So cut to years later [laughs], I’m in LA, and this melody wakes me up in the middle of the night [sings the keyboard part “Da da da daa da / Da da da daa da”]. So I got up and I wrote this song, and it’s so connected to that moment. It’s a place of a loss of innocence, or a time where you can’t go back. All of a sudden the seasons change, and it’ll never be the same. Things have moved on. So that’s the story on that one. And little “Suddenly Last Summer”, she’s making momma so happy. She went out and got herself a little spot on the American Horror Story, which is that TV show that everybody loves. She’s on the promos for the new season, which is all about summertime.
JM: I know that you were a part of the Radio Free Hollywood concert back in 1976. What do you remember about that concert?
MD: I remember sitting in the backyard, and we were hanging out with this band called The Dogs, and The Pop occasionally. Me being from Berkeley, California, I was kind of like, “This is ridiculous. I moved my entire life down here. I moved my two children. I don’t even like LA, and I’m here, and there’s no place for us to play.” There were two clubs in town – one was the Starwood, one was the Whisky, and neither of them could you play unless you had an album deal. So anybody that had new music that they wanted to try to get heard, probably what you had to do was pay for an expensive soundstage at SIR, and then present your stuff… And I’m like, “This isn’t fair.” I didn’t have that kind of money. None of us had any money.
I don’t know, I think I had a lot to do with it because Dean [Chamberlain] was digging up stuff about it the other day, and my name was on the permit and this and that and the other thing. We basically all pulled together. We put together about $800, which in those days was a lot of money. It was the ’70’s. I remember we hired a bouncer, we got a keg of beer or two kegs of beer, and we plastered the town with fliers. And we put on a show.
It actually did really well. I think we only lost like $80, because we let so many friends in [laughs]. And then a couple of weeks later, strangely enough the Starwood and the Whisky called us about wanting to come and perform, so I guess it worked.
JM: What was the good, the bad, and the ugly about the LA punk rock scene?
MD: Well, the good was about being ugly [laughs]. There’s that song I had on the first album called “Dressing Up” which starts off with “Ugly to keep beauty intact”. That was me. I think I was at a Bags concert and I was just sitting at the bar writing. Alice Bag went out of her way to look scary [laughs], as did all punks. It was not about being pretty. It was a backlash to that. There was plenty of ugly. The mosh pits were really scary.
We rehearsed at a place called The Masque, which was a famous punk hangout, which was located beneath the Pussycat Theatre on Hollywood Boulevard. So just don’t look up, ever, at the ceiling. But we shared a little room with the Go-Go’s. They were just a wee punk baby band. We were lots more punkish back then. But we got signed first, and then they were like, “We’re going to move our stuff to your side of the room, and maybe we’ll get signed, too” – and they did.
You know, all of those movements are instances. There are key moments. It’s like how Nirvana was grunge, and then grunge turned into lots of grunge. There’s key moments where the punk rock thing was first happening that were so raw and so great. I remember Warner Brothers had an in-house magazine called Wax Paper, and they wanted me as a model for the cover, so my hair’s all fucked up – excuse me – and I’m in this alley way in a rubber jumpsuit or some craziness, looking all punked out.

STORED DATA:
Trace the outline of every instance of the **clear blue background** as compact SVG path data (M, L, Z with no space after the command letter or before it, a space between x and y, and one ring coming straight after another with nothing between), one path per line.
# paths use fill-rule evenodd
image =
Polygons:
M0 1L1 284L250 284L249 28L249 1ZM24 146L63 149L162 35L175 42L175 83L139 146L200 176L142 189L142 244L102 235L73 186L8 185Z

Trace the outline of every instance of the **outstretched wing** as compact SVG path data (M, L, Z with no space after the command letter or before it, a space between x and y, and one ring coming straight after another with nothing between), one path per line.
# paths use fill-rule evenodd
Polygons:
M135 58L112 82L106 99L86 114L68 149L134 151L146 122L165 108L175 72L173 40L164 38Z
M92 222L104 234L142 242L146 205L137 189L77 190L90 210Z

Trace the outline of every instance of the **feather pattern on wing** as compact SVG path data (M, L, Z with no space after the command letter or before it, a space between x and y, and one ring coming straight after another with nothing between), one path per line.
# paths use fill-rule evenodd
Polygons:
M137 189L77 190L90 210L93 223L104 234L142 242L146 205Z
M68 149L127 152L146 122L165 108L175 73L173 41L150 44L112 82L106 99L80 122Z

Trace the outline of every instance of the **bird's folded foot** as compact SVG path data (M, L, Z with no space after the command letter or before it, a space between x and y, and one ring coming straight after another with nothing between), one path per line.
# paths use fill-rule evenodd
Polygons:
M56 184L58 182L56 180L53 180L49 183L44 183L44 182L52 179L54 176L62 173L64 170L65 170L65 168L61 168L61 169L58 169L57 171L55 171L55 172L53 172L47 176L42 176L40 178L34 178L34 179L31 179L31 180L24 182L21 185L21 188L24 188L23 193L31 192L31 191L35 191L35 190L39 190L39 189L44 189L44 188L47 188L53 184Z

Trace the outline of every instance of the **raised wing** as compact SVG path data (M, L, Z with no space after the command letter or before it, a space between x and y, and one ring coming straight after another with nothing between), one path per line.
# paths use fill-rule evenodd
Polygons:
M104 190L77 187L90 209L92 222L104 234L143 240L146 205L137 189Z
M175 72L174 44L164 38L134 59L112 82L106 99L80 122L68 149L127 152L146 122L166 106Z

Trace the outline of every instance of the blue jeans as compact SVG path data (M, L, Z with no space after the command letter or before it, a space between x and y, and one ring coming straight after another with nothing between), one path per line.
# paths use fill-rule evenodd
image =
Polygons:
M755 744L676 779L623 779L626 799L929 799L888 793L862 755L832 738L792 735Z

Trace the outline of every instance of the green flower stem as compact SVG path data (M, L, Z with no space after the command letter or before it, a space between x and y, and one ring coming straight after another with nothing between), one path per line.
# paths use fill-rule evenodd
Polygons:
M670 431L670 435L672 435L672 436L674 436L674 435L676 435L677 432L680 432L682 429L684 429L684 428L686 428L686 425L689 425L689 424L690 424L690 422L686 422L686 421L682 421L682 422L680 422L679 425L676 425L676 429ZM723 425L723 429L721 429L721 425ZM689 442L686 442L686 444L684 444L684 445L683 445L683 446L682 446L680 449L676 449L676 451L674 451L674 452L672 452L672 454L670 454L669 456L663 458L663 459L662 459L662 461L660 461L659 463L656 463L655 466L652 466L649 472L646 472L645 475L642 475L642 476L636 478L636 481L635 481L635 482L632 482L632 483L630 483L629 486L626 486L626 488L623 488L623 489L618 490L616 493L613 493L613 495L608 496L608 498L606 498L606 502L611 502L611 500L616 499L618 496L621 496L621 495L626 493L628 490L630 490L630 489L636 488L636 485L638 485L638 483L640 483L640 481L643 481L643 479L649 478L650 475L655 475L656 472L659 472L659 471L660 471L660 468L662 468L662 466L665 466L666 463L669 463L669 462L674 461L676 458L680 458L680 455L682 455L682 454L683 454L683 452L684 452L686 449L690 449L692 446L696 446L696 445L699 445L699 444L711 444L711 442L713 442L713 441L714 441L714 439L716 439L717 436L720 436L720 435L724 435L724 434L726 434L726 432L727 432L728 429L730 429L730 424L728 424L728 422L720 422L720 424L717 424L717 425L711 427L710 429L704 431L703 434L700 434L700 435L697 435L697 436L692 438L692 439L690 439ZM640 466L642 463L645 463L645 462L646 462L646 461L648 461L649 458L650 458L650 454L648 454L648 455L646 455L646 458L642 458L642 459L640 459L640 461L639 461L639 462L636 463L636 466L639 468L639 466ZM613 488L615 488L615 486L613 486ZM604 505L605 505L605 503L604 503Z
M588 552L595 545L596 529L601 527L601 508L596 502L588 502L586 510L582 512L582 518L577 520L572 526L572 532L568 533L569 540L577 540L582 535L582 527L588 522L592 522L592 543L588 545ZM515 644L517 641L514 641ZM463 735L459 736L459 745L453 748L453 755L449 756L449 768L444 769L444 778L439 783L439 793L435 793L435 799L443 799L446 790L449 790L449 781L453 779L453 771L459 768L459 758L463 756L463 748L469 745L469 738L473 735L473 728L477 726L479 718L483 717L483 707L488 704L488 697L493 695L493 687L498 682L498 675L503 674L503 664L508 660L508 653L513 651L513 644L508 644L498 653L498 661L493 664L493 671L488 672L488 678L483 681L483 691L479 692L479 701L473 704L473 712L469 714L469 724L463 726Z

OBJECTIVE: Pick up the interview about the 1970s Los Angeles punk scene where it stops, and keep going in the same voice.

REPLY:
Well, the thing that was funny was when we first moved to LA, we were too weird for the record companies – at that time it was pretty much The Eagles and Linda Ronstadt, you know the Laurel Canyon gang. Then when punk came along, we were too melodic for the punk movement [laughs], because we were. And so it took until the New Wave came along, and then we kind of fit in, because nobody was the same in the New Wave movement. All different peoples. But punk was great. A little scary sometimes. Those mosh pits… I remember one time somebody threw a full jar of peanut butter. I’m like, “You could kill somebody!” [laughs]
JM: What are your thoughts on the early MTV era, which you were a part of?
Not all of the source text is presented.